About this task: Copy the items from their beginning through the line containing "3L57 15L61 43L79", replacing "negative clicks" with "negative points" and keeping everything else the same. Leave out the pictures.

• • • •

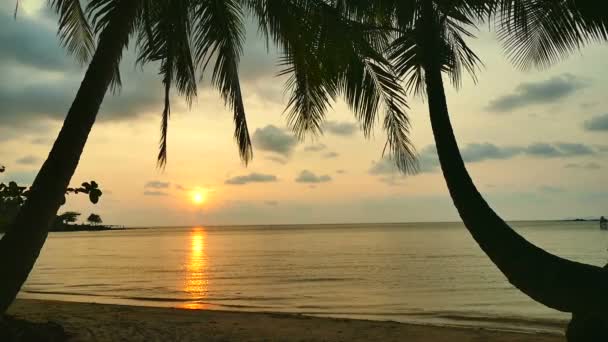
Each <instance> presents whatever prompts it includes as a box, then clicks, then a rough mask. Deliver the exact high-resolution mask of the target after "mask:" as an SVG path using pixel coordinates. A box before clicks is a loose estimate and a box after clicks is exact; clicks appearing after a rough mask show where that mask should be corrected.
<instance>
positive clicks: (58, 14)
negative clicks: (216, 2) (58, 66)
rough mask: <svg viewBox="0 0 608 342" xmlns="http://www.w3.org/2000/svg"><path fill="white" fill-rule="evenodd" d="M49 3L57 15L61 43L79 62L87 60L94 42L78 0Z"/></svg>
mask: <svg viewBox="0 0 608 342" xmlns="http://www.w3.org/2000/svg"><path fill="white" fill-rule="evenodd" d="M49 4H50V6H51V8H52V9H53V10H54V11H55V12H57V14H58V15H59V28H58V30H57V34H58V35H59V39H60V40H61V44H62V45H63V46H64V47H65V48H66V50H67V51H68V52H69V53H70V54H72V55H74V56H75V57H76V59H77V60H78V61H79V62H80V63H81V64H84V63H86V62H88V61H89V59H90V58H91V56H92V55H93V52H94V51H95V42H94V37H93V31H92V29H91V26H90V25H89V22H88V21H87V18H86V15H85V13H84V10H83V9H82V6H81V5H80V0H51V1H50V2H49ZM15 15H17V8H15Z"/></svg>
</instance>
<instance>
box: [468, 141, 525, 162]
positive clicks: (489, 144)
mask: <svg viewBox="0 0 608 342" xmlns="http://www.w3.org/2000/svg"><path fill="white" fill-rule="evenodd" d="M461 153H462V159H463V160H464V161H465V162H468V163H475V162H481V161H484V160H491V159H509V158H511V157H513V156H515V155H517V154H519V153H521V149H519V148H517V147H498V146H496V145H494V144H491V143H487V142H486V143H481V144H478V143H474V144H468V145H466V146H465V148H464V149H463V150H462V152H461Z"/></svg>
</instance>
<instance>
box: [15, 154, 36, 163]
mask: <svg viewBox="0 0 608 342" xmlns="http://www.w3.org/2000/svg"><path fill="white" fill-rule="evenodd" d="M38 162H39V160H38V158H36V157H34V156H25V157H23V158H19V159H17V160H15V163H17V164H21V165H36V164H38Z"/></svg>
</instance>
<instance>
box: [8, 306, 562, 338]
mask: <svg viewBox="0 0 608 342" xmlns="http://www.w3.org/2000/svg"><path fill="white" fill-rule="evenodd" d="M9 314H10V315H13V316H15V317H17V318H22V319H27V320H30V321H36V322H46V321H52V322H55V323H58V324H60V325H62V326H63V327H64V328H65V329H66V331H67V332H68V333H69V334H70V336H71V339H70V341H87V340H96V341H115V340H130V341H150V340H152V341H156V340H157V341H175V340H179V341H201V340H204V341H243V340H246V341H301V340H306V341H402V340H405V339H407V341H408V342H418V341H420V342H422V341H437V342H443V341H445V342H447V341H453V342H469V341H471V342H473V341H499V342H515V341H517V342H527V341H537V342H558V341H560V342H561V341H565V338H564V336H563V335H556V334H548V333H522V332H512V331H502V330H491V329H486V328H469V327H453V326H433V325H422V324H411V323H398V322H393V321H372V320H362V319H347V318H328V317H318V316H309V315H301V314H288V313H271V312H242V311H224V310H201V309H178V308H162V307H145V306H128V305H115V304H96V303H80V302H62V301H51V300H38V299H17V300H16V301H15V303H14V304H13V305H12V306H11V308H10V309H9Z"/></svg>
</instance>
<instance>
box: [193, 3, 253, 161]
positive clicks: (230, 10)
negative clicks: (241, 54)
mask: <svg viewBox="0 0 608 342" xmlns="http://www.w3.org/2000/svg"><path fill="white" fill-rule="evenodd" d="M195 18H196V21H197V23H196V29H195V30H194V39H193V40H194V46H195V51H196V52H195V58H196V61H197V64H198V65H200V66H202V69H203V72H204V71H205V69H206V67H207V66H208V64H209V63H210V62H211V60H212V59H215V63H214V66H213V71H212V75H211V82H212V83H213V84H214V85H215V86H216V87H217V88H218V89H219V91H220V94H221V95H222V98H223V99H224V102H225V103H226V104H227V105H228V106H229V107H230V108H231V110H232V111H233V113H234V123H235V131H234V137H235V139H236V141H237V144H238V146H239V154H240V156H241V159H242V160H243V162H244V163H245V164H247V163H248V162H249V161H250V160H251V158H253V149H252V146H251V138H250V136H249V130H248V127H247V118H246V115H245V106H244V103H243V96H242V93H241V85H240V80H239V75H238V66H239V61H240V56H241V54H242V45H243V40H244V29H243V13H242V9H241V4H240V2H239V1H234V0H225V1H222V0H210V1H202V2H199V4H198V6H197V8H196V13H195Z"/></svg>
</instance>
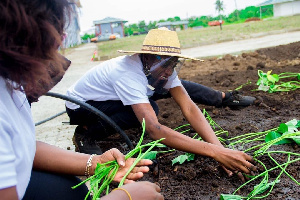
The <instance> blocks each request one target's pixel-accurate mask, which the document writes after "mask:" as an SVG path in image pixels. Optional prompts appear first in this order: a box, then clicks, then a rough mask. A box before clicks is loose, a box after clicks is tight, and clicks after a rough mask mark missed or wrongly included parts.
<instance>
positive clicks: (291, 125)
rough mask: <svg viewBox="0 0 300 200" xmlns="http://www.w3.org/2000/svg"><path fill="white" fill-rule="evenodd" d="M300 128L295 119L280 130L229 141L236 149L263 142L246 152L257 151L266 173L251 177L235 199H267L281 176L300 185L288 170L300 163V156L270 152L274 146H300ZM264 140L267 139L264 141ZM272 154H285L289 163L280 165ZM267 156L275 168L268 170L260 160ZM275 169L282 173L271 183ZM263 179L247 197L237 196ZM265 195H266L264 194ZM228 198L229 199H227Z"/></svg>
mask: <svg viewBox="0 0 300 200" xmlns="http://www.w3.org/2000/svg"><path fill="white" fill-rule="evenodd" d="M299 127H300V120H296V119H293V120H291V121H289V122H287V123H282V124H280V125H279V127H278V128H275V129H270V130H268V131H265V132H259V133H247V134H244V135H240V136H236V137H234V138H231V139H228V140H229V141H230V142H231V143H230V147H234V145H237V144H239V145H240V144H245V143H251V142H257V141H262V143H261V144H258V145H255V146H252V147H250V148H248V149H246V150H245V152H249V151H252V150H255V151H254V152H253V156H254V159H255V160H256V161H257V162H258V163H260V164H261V165H262V166H263V167H264V169H265V170H264V171H263V172H262V173H260V174H258V175H256V176H249V175H246V176H248V177H249V178H250V180H249V181H247V182H246V183H244V184H242V185H241V186H240V187H239V188H237V189H236V190H235V191H234V192H233V194H232V195H234V198H237V199H238V198H240V199H252V198H255V199H263V198H266V197H267V196H268V195H269V194H270V193H271V192H272V190H273V187H274V186H275V184H277V183H279V181H280V180H279V178H280V176H281V175H282V174H283V173H285V174H286V175H287V176H288V177H289V178H290V179H291V180H292V181H294V182H295V183H296V184H297V185H300V183H299V182H298V181H297V180H296V179H295V178H294V177H292V176H291V175H290V174H289V173H288V172H287V171H286V168H287V167H288V165H289V164H292V163H294V162H299V161H300V154H298V153H293V152H287V151H269V148H270V147H271V146H272V145H278V144H286V143H291V142H296V143H297V144H298V145H299V138H300V132H299V131H298V128H299ZM257 138H258V139H257ZM263 138H265V139H264V140H263ZM272 154H284V155H286V157H287V161H286V162H285V163H283V164H279V163H278V162H277V161H276V160H275V158H274V157H273V156H272ZM263 155H267V156H269V158H270V159H271V160H272V161H273V162H274V163H275V165H276V166H275V167H273V168H271V169H267V167H266V166H265V165H264V164H263V163H262V162H261V161H260V160H259V159H258V158H259V157H260V156H263ZM291 156H293V157H295V158H294V160H291ZM275 169H281V172H280V173H279V175H278V176H277V177H276V178H275V180H274V181H269V172H271V171H273V170H275ZM258 178H262V180H261V181H260V182H259V184H257V185H256V186H254V189H253V190H252V191H251V192H250V193H249V194H248V195H247V196H246V197H242V196H239V195H235V193H236V192H237V191H239V190H240V189H241V188H242V187H244V186H246V185H248V184H249V183H250V182H253V181H254V180H256V179H258ZM264 193H265V194H264ZM227 197H228V198H227ZM222 198H223V199H230V195H228V196H227V195H225V196H224V197H222V195H221V199H222Z"/></svg>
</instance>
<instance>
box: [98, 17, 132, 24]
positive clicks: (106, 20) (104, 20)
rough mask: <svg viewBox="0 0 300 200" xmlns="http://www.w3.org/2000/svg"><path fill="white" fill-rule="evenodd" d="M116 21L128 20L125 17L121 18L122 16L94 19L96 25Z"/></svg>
mask: <svg viewBox="0 0 300 200" xmlns="http://www.w3.org/2000/svg"><path fill="white" fill-rule="evenodd" d="M114 22H123V23H126V22H128V21H126V20H124V19H120V18H113V17H106V18H104V19H102V20H96V21H93V23H94V25H96V24H109V23H114Z"/></svg>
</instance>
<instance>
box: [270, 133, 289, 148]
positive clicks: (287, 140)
mask: <svg viewBox="0 0 300 200" xmlns="http://www.w3.org/2000/svg"><path fill="white" fill-rule="evenodd" d="M281 136H282V134H281V133H278V132H276V131H271V132H270V133H268V134H267V135H266V138H265V142H266V143H267V142H269V141H271V140H274V139H276V138H279V137H281ZM289 143H292V141H291V140H289V139H282V140H280V141H278V142H276V143H274V145H279V144H289Z"/></svg>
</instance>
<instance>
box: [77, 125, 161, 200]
mask: <svg viewBox="0 0 300 200" xmlns="http://www.w3.org/2000/svg"><path fill="white" fill-rule="evenodd" d="M142 127H143V133H142V135H141V138H140V140H139V142H138V144H137V145H136V147H135V148H134V149H133V150H131V151H130V152H129V153H127V154H126V155H125V160H127V159H128V158H131V157H133V156H135V155H136V154H137V157H136V159H135V161H134V163H133V164H132V165H131V167H130V169H129V170H128V172H127V173H126V174H125V176H124V177H123V179H122V180H121V181H120V183H119V185H118V187H121V186H122V185H123V184H124V181H125V179H126V177H127V176H128V174H129V173H130V172H131V171H132V169H133V168H134V167H135V166H136V164H137V163H138V162H139V161H140V160H141V159H144V158H146V157H147V156H148V157H151V154H149V152H151V150H152V149H153V148H154V147H165V145H163V144H161V143H160V142H161V141H162V140H163V139H164V138H162V139H159V140H156V141H152V142H150V143H147V144H144V145H142V141H143V138H144V134H145V120H143V123H142ZM145 148H147V150H146V151H145V152H144V153H142V151H143V150H144V149H145ZM152 156H153V153H152ZM155 156H156V155H155ZM118 170H119V165H118V163H117V161H116V160H114V161H109V162H106V163H101V164H100V163H98V164H97V167H96V169H95V174H94V175H93V176H91V177H89V178H87V179H86V180H84V181H82V182H81V183H79V184H78V185H75V186H73V187H72V189H75V188H77V187H78V186H80V185H82V184H84V183H86V182H87V181H90V185H91V188H90V190H89V192H88V193H87V195H86V197H85V199H87V198H88V196H89V195H90V194H93V200H96V199H98V198H99V197H100V195H101V194H102V192H103V191H104V190H106V194H108V192H109V185H110V183H111V182H112V181H113V179H114V177H115V175H116V173H117V171H118Z"/></svg>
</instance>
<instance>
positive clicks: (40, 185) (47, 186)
mask: <svg viewBox="0 0 300 200" xmlns="http://www.w3.org/2000/svg"><path fill="white" fill-rule="evenodd" d="M80 182H81V180H80V179H79V178H77V177H76V176H70V175H60V174H52V173H46V172H40V171H32V173H31V178H30V181H29V185H28V187H27V189H26V192H25V195H24V197H23V199H22V200H54V199H55V200H83V199H84V198H85V196H86V194H87V193H88V188H87V187H86V185H85V184H83V185H81V186H79V187H78V188H76V189H72V188H71V187H73V186H75V185H77V184H78V183H80ZM88 199H89V200H90V199H91V198H90V196H89V197H88Z"/></svg>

• • • •

Expected output:
Each <instance> presents whatever prompts it includes as a box, then clicks, then a rough mask. Deliver the exact high-resolution mask of the target after "mask:" as an SVG path using pixel coordinates. A box before clicks is a loose estimate and a box after clicks is exact; clicks appearing after a rough mask show where that mask should be corrected.
<instance>
positive clicks: (58, 14)
negative points: (216, 2) (58, 66)
rough mask: <svg viewBox="0 0 608 342" xmlns="http://www.w3.org/2000/svg"><path fill="white" fill-rule="evenodd" d="M49 3L57 15L61 43L79 62L87 60L94 42L78 0Z"/></svg>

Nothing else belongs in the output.